- [AIM OF THE EXERCISE]: Report, from the records below, every line where the word "leaf" appears.
Start of DATA UNDER STUDY
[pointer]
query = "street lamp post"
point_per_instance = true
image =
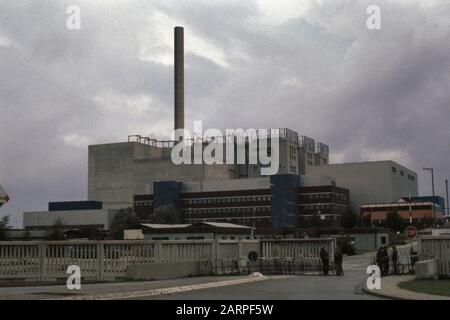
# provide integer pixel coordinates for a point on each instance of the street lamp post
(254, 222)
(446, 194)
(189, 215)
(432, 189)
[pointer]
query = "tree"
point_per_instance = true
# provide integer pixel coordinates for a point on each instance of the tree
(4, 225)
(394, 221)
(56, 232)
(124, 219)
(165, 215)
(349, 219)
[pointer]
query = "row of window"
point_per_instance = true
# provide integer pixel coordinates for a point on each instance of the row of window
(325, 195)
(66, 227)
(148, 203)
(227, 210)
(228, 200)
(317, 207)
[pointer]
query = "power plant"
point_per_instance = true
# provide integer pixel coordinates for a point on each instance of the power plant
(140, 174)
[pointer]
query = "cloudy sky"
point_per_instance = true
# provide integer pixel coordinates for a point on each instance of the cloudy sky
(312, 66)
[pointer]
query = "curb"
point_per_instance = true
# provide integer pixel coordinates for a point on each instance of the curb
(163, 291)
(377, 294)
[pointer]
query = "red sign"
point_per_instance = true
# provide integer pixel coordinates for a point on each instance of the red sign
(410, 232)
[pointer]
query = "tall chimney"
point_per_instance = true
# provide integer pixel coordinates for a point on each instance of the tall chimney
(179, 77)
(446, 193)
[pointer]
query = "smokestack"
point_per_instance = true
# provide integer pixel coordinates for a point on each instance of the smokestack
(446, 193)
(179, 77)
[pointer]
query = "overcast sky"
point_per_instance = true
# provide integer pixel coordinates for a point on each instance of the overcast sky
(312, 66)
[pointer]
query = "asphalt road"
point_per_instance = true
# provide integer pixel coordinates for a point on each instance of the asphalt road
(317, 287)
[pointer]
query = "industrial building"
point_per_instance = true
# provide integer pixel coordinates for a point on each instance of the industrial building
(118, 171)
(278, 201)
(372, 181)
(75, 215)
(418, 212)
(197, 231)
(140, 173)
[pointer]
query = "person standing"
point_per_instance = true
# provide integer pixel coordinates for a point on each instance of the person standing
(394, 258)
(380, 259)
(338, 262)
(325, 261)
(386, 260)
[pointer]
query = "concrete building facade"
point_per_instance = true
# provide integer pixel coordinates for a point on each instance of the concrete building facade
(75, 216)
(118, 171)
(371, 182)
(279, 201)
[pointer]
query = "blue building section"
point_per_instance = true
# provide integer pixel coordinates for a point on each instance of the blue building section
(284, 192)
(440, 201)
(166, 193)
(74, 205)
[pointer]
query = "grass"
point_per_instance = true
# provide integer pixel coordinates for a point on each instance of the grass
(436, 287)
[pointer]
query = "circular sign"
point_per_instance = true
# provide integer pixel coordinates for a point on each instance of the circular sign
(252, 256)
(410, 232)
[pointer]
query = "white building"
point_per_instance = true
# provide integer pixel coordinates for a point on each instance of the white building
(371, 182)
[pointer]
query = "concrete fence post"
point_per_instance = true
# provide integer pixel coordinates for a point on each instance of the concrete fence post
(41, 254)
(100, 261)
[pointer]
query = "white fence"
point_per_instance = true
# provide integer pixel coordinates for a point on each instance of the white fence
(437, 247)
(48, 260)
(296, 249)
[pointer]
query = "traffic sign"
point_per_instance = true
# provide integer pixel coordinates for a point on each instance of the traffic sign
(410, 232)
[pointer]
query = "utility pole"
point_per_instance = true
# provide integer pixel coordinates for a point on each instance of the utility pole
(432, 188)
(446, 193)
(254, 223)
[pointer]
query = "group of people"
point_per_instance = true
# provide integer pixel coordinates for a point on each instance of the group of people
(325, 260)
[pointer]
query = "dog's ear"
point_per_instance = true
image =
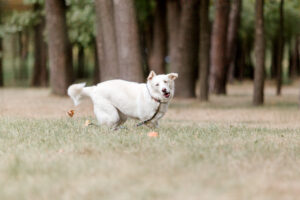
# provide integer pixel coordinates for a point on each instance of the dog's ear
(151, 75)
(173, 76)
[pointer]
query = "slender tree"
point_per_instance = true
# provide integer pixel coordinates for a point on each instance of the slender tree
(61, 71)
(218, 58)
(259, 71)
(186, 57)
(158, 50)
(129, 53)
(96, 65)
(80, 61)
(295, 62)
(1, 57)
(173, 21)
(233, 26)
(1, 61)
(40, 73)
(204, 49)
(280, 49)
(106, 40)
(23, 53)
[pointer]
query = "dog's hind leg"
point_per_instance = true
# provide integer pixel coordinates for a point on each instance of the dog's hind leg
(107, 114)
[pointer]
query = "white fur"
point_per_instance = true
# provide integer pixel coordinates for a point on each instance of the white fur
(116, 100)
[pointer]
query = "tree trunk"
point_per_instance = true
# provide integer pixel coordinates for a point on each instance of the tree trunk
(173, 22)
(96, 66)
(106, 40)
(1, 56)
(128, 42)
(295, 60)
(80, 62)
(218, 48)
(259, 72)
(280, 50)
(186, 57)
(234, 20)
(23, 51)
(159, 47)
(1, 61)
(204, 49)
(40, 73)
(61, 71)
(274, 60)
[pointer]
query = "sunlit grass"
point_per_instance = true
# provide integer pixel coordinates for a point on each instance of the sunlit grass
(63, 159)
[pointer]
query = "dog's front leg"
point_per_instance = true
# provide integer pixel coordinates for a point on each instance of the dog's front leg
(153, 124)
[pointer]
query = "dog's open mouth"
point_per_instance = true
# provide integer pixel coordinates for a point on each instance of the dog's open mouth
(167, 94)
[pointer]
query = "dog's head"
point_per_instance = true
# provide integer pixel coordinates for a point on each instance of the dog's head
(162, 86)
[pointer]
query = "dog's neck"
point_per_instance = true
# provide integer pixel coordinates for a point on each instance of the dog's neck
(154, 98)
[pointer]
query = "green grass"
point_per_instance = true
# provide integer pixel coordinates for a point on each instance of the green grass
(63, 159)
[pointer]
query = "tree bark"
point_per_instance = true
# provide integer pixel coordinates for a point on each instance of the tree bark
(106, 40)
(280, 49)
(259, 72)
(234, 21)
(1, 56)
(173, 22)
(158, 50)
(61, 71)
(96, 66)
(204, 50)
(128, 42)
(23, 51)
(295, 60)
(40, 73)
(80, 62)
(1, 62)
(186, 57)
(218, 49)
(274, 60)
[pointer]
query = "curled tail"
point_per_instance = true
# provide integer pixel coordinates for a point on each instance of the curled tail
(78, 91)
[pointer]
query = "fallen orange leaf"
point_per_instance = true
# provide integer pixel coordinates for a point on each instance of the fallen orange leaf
End of DATA UNDER STUDY
- [OUTPUT OF THE TASK]:
query = "fallen orange leaf"
# provide integer pixel coordinates for a point on each instance of the fallen orange leaf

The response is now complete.